## BEGIN Entries

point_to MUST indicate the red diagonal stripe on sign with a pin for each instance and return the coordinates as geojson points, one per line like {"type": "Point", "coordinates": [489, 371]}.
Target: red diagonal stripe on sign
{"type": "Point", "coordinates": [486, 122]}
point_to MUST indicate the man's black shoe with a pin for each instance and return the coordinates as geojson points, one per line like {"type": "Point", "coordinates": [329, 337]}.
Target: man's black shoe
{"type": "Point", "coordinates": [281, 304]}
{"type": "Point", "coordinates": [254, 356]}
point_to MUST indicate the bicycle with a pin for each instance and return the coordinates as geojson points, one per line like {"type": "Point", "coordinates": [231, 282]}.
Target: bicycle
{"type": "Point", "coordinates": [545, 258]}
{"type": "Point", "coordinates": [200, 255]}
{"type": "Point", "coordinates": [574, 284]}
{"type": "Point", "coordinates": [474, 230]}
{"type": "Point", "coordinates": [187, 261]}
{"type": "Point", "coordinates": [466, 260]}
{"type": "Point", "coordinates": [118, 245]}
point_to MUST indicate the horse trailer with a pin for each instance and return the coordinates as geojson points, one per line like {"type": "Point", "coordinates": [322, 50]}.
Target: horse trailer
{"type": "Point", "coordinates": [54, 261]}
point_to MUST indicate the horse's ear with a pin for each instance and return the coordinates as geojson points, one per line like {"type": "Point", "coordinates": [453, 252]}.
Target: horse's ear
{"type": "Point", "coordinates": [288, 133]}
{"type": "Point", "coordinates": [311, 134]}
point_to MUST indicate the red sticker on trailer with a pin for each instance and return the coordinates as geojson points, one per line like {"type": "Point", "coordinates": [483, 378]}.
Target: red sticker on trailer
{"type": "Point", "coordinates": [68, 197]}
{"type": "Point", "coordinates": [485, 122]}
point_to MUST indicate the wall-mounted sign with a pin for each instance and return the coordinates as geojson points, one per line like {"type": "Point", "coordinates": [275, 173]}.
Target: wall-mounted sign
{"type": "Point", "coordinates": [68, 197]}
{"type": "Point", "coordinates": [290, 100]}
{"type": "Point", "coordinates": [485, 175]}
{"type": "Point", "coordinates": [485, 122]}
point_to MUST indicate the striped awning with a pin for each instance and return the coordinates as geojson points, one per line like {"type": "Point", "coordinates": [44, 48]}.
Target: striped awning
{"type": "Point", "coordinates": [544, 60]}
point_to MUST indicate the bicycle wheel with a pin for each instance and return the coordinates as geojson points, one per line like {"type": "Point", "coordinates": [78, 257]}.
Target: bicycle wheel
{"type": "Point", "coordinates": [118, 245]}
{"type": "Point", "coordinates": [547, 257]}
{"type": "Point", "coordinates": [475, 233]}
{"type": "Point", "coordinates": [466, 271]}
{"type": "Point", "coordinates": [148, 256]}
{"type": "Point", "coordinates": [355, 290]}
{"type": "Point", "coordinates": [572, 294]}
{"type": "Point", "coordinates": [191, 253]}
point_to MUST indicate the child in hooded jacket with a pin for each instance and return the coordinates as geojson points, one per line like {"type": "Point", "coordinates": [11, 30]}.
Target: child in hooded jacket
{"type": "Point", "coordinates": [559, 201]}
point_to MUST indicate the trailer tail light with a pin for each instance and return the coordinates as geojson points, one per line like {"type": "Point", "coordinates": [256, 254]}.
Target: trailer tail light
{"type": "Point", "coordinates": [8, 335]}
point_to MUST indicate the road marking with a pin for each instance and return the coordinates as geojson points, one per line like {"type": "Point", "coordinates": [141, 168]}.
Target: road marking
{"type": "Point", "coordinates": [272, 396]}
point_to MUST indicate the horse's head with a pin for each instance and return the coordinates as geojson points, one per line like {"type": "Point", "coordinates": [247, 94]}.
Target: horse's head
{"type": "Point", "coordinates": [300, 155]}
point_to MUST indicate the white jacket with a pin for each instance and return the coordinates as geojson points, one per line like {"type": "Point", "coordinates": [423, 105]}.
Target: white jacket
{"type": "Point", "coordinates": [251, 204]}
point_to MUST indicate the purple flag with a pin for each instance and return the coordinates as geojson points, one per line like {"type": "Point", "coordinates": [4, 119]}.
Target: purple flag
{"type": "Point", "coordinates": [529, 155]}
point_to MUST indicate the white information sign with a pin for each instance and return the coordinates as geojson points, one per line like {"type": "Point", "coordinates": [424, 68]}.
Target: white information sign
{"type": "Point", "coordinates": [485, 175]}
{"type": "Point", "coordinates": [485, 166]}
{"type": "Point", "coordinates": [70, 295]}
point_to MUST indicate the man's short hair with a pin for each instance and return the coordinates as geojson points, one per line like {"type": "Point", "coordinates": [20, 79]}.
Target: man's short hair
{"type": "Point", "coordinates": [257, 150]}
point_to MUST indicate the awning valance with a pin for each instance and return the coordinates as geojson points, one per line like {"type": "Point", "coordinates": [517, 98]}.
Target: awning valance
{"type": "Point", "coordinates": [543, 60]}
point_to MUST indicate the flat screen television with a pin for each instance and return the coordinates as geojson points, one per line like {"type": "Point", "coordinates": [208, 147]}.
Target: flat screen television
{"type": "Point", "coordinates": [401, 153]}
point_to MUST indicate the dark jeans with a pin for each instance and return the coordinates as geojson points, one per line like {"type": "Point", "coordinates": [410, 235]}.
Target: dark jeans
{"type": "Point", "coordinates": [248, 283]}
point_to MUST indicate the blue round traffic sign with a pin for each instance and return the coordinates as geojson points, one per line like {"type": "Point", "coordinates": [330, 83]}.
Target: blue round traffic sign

## END Entries

Exercise requirements — Copy out exactly the lines from the line with "point_to MUST indicate the dark" to the end of the listing, including both of those lines, and give nothing else.

Output of the task —
point_to MUST indicate the dark jeans with a pin for each instance and return the coordinates as geojson points, one per line like {"type": "Point", "coordinates": [410, 235]}.
Target: dark jeans
{"type": "Point", "coordinates": [248, 283]}
point_to MUST indicate the blue round traffic sign with a pin for each instance and return the coordinates as geojson points, one per line like {"type": "Point", "coordinates": [330, 83]}.
Target: blue round traffic sign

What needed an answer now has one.